======== Texte fourni
Une lettre ouverte adressée à Ursula von der Leyen, signée par 46 dirigeants de grandes entreprises européennes, relance le débat sur la mise en œuvre du règlement européen sur l’intelligence artificielle (AI Act). Parmi les signataires, figurent les PDG de TotalEnergies, Airbus, Carrefour, Dassault Systèmes, Lufthansa, Siemens ou encore Mistral AI.
Tous appellent à une suspension de deux ans du calendrier réglementaire, jugeant que cette régulation pourrait freiner la compétitivité de l’industrie du continent, à rebours de l’objectif affiché d’une souveraineté numérique européenne.
Cette offensive des grands patrons européens fait écho aux efforts de lobbying déployés depuis plusieurs mois par les géants américains de la tech, qui demandent eux aussi un assouplissement du texte. OpenAI, Meta ou Microsoft ont critiqué les exigences de transparence, notamment sur les données utilisées pour entraîner leurs modèles, invoquant le risque d’atteinte au secret industriel. L’administration Trump elle-même a récemment menacé l’UE de représailles commerciales, jugeant le règlement « discriminatoire » envers les entreprises américaines.
================
======== Jeu de données
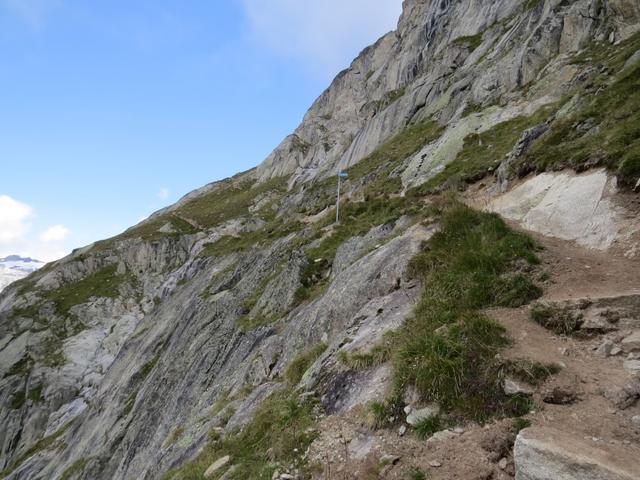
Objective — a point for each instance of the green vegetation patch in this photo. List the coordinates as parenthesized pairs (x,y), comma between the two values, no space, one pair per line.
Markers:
(280,432)
(447,350)
(376,172)
(357,218)
(560,320)
(299,365)
(44,443)
(482,153)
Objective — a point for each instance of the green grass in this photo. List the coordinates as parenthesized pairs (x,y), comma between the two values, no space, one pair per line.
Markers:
(416,473)
(44,443)
(533,373)
(103,283)
(35,394)
(75,470)
(280,426)
(447,350)
(426,427)
(560,320)
(301,363)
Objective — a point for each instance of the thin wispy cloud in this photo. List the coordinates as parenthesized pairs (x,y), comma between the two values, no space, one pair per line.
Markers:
(57,233)
(163,193)
(325,35)
(32,12)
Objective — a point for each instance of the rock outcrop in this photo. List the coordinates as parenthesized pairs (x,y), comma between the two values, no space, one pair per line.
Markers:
(541,454)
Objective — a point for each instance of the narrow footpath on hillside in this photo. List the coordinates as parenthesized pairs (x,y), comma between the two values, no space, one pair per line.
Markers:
(588,409)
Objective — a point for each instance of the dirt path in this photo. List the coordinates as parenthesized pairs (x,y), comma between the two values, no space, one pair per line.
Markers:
(347,449)
(578,272)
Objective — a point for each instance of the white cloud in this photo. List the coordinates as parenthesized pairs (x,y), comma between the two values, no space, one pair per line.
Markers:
(163,194)
(14,219)
(32,12)
(57,233)
(16,236)
(324,35)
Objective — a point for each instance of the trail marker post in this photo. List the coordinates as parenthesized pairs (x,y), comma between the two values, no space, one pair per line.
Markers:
(341,175)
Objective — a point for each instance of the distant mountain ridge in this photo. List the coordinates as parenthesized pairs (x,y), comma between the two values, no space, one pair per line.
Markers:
(15,267)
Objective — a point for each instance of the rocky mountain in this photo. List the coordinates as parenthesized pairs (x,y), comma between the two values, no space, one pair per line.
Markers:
(474,314)
(15,267)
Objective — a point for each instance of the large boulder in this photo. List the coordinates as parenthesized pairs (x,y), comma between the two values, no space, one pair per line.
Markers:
(543,453)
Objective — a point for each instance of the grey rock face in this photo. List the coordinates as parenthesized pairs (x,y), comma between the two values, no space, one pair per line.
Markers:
(542,454)
(422,68)
(111,379)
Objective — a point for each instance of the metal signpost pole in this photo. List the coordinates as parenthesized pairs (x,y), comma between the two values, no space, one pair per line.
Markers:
(341,175)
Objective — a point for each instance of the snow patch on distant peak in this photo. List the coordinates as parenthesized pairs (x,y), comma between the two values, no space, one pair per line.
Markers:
(15,267)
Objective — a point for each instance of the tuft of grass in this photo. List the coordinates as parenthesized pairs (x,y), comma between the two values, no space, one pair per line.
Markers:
(44,443)
(560,320)
(470,41)
(279,433)
(274,230)
(378,355)
(174,436)
(299,365)
(416,473)
(447,350)
(357,218)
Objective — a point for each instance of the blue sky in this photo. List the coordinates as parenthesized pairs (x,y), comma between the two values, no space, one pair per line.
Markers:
(113,109)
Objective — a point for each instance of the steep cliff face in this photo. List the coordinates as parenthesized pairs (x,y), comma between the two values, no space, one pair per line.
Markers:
(154,352)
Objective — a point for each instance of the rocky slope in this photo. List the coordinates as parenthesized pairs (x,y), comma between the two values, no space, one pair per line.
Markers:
(241,333)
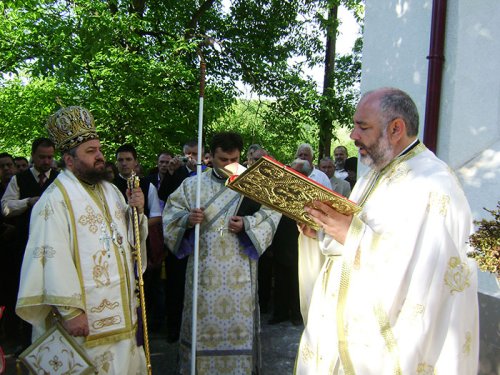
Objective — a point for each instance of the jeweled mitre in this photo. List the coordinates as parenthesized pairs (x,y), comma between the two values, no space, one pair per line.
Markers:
(70,127)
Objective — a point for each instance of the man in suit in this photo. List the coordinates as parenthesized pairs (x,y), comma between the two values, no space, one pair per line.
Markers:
(340,186)
(176,268)
(21,194)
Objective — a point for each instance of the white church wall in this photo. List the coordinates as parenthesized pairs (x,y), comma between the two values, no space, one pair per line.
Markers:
(396,46)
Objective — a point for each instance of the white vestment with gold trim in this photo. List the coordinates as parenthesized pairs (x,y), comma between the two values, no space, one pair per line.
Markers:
(228,314)
(400,296)
(79,256)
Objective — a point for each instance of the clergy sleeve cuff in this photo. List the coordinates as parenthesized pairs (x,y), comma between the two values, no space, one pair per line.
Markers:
(68,312)
(355,233)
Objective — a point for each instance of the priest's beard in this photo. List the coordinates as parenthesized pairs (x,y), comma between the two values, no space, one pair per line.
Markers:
(90,174)
(379,154)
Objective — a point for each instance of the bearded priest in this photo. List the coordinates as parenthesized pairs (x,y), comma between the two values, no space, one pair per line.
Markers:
(397,293)
(78,268)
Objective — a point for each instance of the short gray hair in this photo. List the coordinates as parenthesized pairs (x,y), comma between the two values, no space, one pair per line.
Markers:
(306,166)
(396,103)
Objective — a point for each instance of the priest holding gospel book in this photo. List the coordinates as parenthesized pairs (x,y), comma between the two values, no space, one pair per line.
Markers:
(396,292)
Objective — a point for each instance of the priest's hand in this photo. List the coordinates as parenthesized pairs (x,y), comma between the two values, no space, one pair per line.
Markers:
(306,230)
(196,216)
(136,199)
(77,326)
(236,224)
(333,223)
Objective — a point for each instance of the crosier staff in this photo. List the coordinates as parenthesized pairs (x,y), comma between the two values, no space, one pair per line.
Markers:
(133,182)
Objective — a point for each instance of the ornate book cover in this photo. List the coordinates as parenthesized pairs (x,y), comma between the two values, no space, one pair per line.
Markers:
(56,352)
(287,191)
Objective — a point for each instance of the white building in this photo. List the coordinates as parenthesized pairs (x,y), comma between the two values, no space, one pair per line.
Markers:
(396,49)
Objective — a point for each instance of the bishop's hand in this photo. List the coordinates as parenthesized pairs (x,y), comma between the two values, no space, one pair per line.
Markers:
(136,199)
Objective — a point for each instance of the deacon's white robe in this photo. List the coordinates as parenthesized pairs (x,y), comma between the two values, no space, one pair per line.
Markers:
(228,314)
(400,296)
(79,258)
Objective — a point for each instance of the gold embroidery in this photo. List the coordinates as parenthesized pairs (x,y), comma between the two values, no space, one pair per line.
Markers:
(105,304)
(397,173)
(103,361)
(120,212)
(438,203)
(91,218)
(224,308)
(44,253)
(457,277)
(107,322)
(100,272)
(425,369)
(46,212)
(210,335)
(307,353)
(388,336)
(468,342)
(55,363)
(211,279)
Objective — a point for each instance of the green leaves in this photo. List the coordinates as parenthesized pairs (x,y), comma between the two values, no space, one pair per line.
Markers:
(135,65)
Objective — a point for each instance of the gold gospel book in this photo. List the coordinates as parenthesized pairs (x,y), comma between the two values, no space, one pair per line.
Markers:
(285,190)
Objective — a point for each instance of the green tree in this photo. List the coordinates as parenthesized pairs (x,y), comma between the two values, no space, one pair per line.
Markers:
(135,65)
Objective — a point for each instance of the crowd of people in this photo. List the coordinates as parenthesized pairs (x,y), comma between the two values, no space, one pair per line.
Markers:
(386,290)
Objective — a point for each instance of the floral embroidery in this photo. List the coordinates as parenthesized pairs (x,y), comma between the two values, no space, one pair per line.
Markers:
(105,304)
(91,219)
(457,277)
(438,203)
(44,253)
(55,363)
(100,272)
(47,211)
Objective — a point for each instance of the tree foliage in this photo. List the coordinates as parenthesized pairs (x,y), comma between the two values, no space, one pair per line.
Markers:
(135,65)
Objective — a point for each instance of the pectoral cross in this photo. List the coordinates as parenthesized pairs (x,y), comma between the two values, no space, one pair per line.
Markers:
(105,239)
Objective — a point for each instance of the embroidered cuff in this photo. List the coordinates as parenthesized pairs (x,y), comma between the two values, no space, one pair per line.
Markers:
(68,312)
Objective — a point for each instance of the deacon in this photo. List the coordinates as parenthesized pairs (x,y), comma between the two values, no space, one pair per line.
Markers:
(78,267)
(234,232)
(397,293)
================
Série d'exercices
a) Selon le texte sur l'AI Act, pourquoi OpenAI, Meta et Microsoft s'opposent-ils aux exigences de transparence du règlement ? Répondez en une à trois phrases.
b) Rédigez la suite du texte sur l'AI Act en partant de sa dernière phrase.

Corrigés
a) Ces entreprises invoquent le risque d'atteinte au secret industriel. Les exigences de transparence portent en effet notamment sur les données utilisées pour entraîner leurs modèles.

b)
La Commission européenne n’a pas encore tranché. Henna Virkkunen, commissaire à la souveraineté technologique, a indiqué qu’elle déciderait avant la fin août si l’AI Act devait être retardé ou non.
Certains observateurs dénoncent une tentative de dérégulation rampante au nom de la compétitivité. Selon eux, le risque serait de retarder la mise en place de garde-fous éthiques face à des technologies à fort potentiel de discrimination ou de surveillance.
La présidence polonaise du Conseil de l’UE s’est également prononcée en faveur d’un réexamen de l’AI Act, dans le cadre d’un chantier plus large de simplification réglementaire. Ce signal institutionnel s’ajoute aux nombreuses pressions actuelles pesant sur le calendrier d’application du règlement.